**YOUR ASSIGNMENT:** Reproduce all the lines below exactly and omit the images.

=== PROVIDED DATA ===

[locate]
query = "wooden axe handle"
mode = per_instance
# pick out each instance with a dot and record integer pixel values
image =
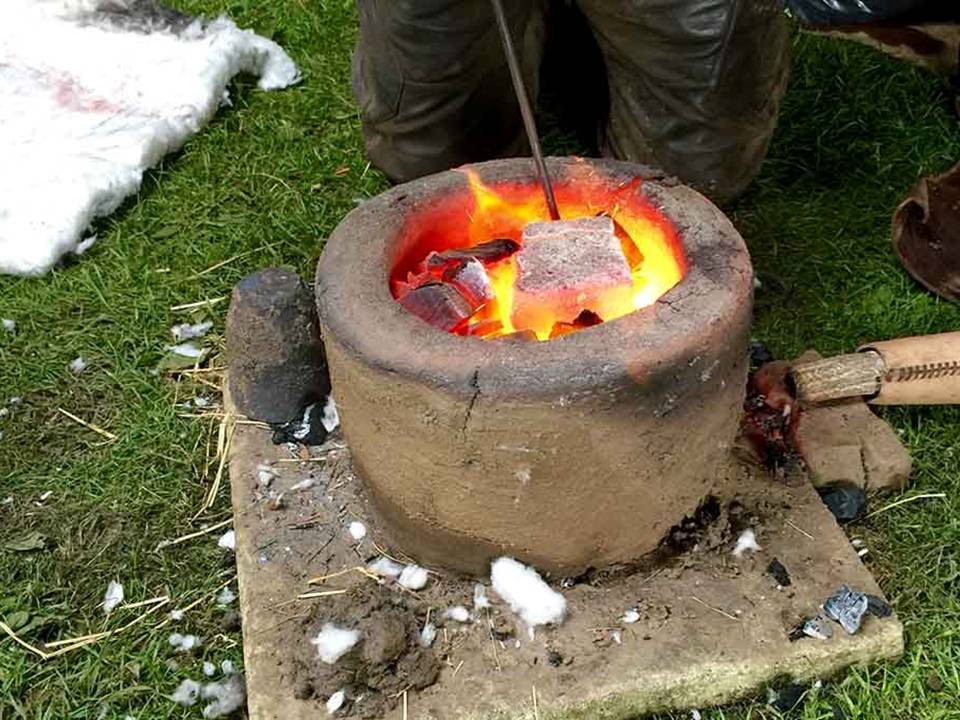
(920, 370)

===

**YOUR RESPONSE:**
[locate]
query = "wooden axe handle"
mode = per_instance
# pick out each instance with a dot and record integer pixel values
image =
(920, 370)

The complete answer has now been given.